Выбранный отрывок
------------
И на углу во славу божью

– Ведь в бога свято верит он –

Протягивает руку с дрожью:

Есть против нищенства закон.

Хотя и глух он, и немолод,

Бренчит на арфе в дождь и холод;

Из года в год все песнь одна

Звучит у каждого окна,

И няньку он плясать зовет,

А сам не слышит, что поет;

Он освещает улиц тьму,

Но света нет в его дому.

Он рубит лес и тащит груз,

Но, потеряв к работе вкус,

Стал вором, сводником, ханжой

И пропил совесть и разум свой.

Бек впервые поднимается здесь над уровнем обычной немецко‑бюргерской морали, вкладывая эти стихи в уста старого нищего, дочь которого просит отца отпустить ее на свидание с офицером. Он рисует ей в приведенных выше стихах полную горечи картину положения тех классов, к которым принадлежал бы ее ребенок, и черпает свои возражения непосредственно из условий ее существования, не читая ей при этом – этого нельзя не признать – моральной проповеди.

Не укради

Нравственный слуга одного русского, которого он сам называет добрым барином, обкрадывает ночью своего показавшегося ему спящим господина, чтобы помочь своему старому отцу. Русский крадется за ним и, глядя через его плечо, читает следующее письмецо, которое тот пишет своему старику:

Я украл – возьми же деньги,

Вымоли, отец, у Спаса,

Чтобы с высоты престола

Даровал он мне прощенье.
------------
Данные для изучения
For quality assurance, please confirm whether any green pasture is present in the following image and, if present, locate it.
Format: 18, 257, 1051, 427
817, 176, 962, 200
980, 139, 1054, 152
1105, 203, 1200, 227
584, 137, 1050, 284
------------
Задание 1
Ответьте по отрывку о стихах Бека:
(a) На каком инструменте бренчит герой стихов в дождь и холод?
(b) В чьи уста Бек вкладывает эти стихи?
(c) Как русский узнаёт, что пишет слуга?
Задание 2
Почему, по отрывку о стихах Бека, слуга обкрадывает своего господина? О чем он просит отца в письме?
Задание 3
Продолжите отрывок о стихах Бека с того места, где он заканчивается.

Ответ 1
(a) На арфе.
(b) В уста старого нищего, дочь которого просит отпустить ее на свидание с офицером.
(c) Он крадется за слугой и читает письмо через его плечо.

Ответ 2
Слуга обкрадывает господина, чтобы помочь своему старому отцу. В письме он просит отца вымолить у Спаса, чтобы тот даровал ему прощенье.

Ответ 3
Сна и отдыха не зная,

Буду я теперь трудиться:

Пусть украденное мною

Вновь владельцу возвратится.

Добрый барин нравственного слуги так растроган этим ужасным открытием, что не может произнести ни слова и, благословляя, кладет свою руку на голову слуги.

Но уже лежит тот трупом:

Сердце в страхе разорвалось.

Можно ли написать что‑либо более комичное? Бек опускается здесь ниже уровня Коцебу и Иффланда; трагедия слуги превосходит даже мещанскую драму.

Новые боги и старые страдания

В этом стихотворении высмеиваются – и часто метко – Ронге, «Друзья света»90, евреи нового поколения, парикмахер, прачка, лейпцигский бюргер с его умеренной свободой. Под конец поэт оправдывается перед филистерами, которые будут обвинять его за это, хотя и он

О свете песнь

Пропел навстречу тьме и буре.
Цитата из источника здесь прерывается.